Filter the lines below, copying only those with the string "snail".

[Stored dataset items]
--------
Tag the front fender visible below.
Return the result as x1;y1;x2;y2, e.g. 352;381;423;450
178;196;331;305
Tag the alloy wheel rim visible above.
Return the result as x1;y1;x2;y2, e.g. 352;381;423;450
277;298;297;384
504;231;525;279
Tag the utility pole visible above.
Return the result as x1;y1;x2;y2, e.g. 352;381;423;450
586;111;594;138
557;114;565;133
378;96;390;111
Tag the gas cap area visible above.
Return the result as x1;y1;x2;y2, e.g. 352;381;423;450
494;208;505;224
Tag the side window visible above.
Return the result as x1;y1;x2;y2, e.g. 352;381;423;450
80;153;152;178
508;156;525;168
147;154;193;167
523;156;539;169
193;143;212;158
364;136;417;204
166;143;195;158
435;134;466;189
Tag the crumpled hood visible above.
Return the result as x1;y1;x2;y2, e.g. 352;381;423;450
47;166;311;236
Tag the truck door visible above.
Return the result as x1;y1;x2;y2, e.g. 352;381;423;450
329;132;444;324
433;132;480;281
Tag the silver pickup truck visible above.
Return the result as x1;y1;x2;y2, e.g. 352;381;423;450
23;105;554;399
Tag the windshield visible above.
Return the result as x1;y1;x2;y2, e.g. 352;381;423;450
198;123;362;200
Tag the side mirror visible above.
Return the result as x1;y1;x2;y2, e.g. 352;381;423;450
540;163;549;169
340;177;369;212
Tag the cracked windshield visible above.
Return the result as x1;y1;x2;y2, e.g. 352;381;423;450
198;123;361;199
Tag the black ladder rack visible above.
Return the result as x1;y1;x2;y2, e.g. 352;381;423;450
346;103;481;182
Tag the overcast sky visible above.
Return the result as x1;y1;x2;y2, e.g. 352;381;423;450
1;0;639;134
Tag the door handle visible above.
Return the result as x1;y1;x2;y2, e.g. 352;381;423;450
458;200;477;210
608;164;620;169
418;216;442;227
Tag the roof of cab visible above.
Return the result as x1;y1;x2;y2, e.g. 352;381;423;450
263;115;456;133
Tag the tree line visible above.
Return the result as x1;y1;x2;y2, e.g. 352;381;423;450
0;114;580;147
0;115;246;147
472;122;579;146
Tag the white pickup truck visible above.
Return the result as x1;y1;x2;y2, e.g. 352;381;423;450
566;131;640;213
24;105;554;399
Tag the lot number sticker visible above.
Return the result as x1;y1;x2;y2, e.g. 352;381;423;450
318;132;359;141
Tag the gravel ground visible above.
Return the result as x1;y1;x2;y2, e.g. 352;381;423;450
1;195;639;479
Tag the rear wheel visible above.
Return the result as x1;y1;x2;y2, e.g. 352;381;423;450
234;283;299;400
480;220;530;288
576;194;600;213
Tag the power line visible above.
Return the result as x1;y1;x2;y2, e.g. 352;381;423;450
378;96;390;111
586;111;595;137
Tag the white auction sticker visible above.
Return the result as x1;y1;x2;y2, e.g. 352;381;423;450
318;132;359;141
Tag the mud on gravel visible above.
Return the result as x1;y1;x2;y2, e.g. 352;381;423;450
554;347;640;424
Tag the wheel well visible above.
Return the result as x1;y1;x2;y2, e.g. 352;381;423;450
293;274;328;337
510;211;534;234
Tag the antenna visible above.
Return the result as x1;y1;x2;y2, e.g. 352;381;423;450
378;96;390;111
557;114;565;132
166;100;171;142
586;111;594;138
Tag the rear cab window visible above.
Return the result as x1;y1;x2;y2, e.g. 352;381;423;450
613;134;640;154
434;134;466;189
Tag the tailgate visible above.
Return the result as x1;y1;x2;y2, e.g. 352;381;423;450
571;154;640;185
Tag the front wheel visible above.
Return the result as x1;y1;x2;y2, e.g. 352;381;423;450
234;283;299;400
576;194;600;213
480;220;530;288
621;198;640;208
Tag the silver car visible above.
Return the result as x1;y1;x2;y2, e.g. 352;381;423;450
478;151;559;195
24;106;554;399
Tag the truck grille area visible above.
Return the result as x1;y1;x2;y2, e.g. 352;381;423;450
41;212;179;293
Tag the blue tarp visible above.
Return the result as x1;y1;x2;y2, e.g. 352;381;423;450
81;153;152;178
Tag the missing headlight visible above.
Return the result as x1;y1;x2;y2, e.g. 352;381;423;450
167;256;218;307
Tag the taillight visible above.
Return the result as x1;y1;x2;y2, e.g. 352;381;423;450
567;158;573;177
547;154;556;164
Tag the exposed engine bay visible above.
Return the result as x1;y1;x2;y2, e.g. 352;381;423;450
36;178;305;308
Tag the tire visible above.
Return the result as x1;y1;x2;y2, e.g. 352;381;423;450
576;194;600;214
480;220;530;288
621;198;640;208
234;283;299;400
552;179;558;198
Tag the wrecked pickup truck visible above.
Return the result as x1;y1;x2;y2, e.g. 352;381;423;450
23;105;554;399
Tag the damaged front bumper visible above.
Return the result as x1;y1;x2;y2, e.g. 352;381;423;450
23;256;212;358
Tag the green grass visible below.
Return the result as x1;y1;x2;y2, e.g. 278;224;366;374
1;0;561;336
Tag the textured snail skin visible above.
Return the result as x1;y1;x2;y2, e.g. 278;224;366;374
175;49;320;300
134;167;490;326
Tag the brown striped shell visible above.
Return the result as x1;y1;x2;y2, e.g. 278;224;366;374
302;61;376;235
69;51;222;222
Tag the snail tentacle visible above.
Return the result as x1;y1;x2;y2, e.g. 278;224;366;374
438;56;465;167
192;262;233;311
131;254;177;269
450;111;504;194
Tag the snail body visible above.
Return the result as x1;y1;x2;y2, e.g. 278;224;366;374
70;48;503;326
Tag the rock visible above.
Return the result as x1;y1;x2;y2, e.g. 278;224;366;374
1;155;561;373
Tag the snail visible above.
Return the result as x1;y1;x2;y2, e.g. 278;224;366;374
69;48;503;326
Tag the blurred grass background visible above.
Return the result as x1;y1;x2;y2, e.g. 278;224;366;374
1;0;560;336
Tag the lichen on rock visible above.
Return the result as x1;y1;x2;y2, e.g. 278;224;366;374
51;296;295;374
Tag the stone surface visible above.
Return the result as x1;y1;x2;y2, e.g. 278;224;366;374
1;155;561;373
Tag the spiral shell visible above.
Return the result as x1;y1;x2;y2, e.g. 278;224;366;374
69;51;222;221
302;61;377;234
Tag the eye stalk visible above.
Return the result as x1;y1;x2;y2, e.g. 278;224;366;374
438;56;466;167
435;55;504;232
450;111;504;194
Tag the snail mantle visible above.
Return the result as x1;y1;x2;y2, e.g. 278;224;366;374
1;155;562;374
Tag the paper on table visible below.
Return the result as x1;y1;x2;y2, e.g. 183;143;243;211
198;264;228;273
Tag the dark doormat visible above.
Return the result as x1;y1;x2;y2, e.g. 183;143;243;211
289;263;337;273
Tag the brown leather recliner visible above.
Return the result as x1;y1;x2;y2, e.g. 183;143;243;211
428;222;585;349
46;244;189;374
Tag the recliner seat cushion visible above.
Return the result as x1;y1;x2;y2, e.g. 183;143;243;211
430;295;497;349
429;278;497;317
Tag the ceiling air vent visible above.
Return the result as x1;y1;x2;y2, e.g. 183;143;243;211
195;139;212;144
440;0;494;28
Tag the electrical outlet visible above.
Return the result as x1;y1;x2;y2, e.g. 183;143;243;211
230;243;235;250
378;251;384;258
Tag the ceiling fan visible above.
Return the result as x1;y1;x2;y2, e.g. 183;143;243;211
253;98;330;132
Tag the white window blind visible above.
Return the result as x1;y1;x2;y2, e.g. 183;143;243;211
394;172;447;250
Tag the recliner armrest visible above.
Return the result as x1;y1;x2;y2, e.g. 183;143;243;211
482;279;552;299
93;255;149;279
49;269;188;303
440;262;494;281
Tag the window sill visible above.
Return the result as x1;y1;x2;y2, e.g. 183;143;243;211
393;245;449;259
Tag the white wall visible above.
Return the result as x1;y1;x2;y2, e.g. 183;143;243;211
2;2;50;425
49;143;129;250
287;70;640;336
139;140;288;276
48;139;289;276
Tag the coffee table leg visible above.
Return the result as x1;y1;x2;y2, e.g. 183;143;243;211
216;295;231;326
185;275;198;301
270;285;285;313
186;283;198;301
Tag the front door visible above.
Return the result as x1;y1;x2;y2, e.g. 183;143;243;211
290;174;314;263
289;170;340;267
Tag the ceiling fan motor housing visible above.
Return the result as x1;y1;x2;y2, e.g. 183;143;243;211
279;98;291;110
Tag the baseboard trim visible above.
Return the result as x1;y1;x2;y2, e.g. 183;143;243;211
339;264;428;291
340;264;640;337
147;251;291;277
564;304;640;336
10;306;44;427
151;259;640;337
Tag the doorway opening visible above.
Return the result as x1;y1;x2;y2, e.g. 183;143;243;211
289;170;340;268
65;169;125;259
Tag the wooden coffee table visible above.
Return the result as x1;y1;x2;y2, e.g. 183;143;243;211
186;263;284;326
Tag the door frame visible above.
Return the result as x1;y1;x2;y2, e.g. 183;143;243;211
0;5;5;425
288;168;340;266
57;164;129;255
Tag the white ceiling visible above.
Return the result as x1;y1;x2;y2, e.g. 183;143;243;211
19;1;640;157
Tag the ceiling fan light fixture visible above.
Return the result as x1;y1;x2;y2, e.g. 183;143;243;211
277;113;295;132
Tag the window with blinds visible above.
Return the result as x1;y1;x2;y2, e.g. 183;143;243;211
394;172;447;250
--------
### Answer box
Tag the textured snail skin visible above.
Tag the snail tentacle visible above.
Tag the snail body visible above.
Tag the snail visible above.
Tag the snail mantle visible above.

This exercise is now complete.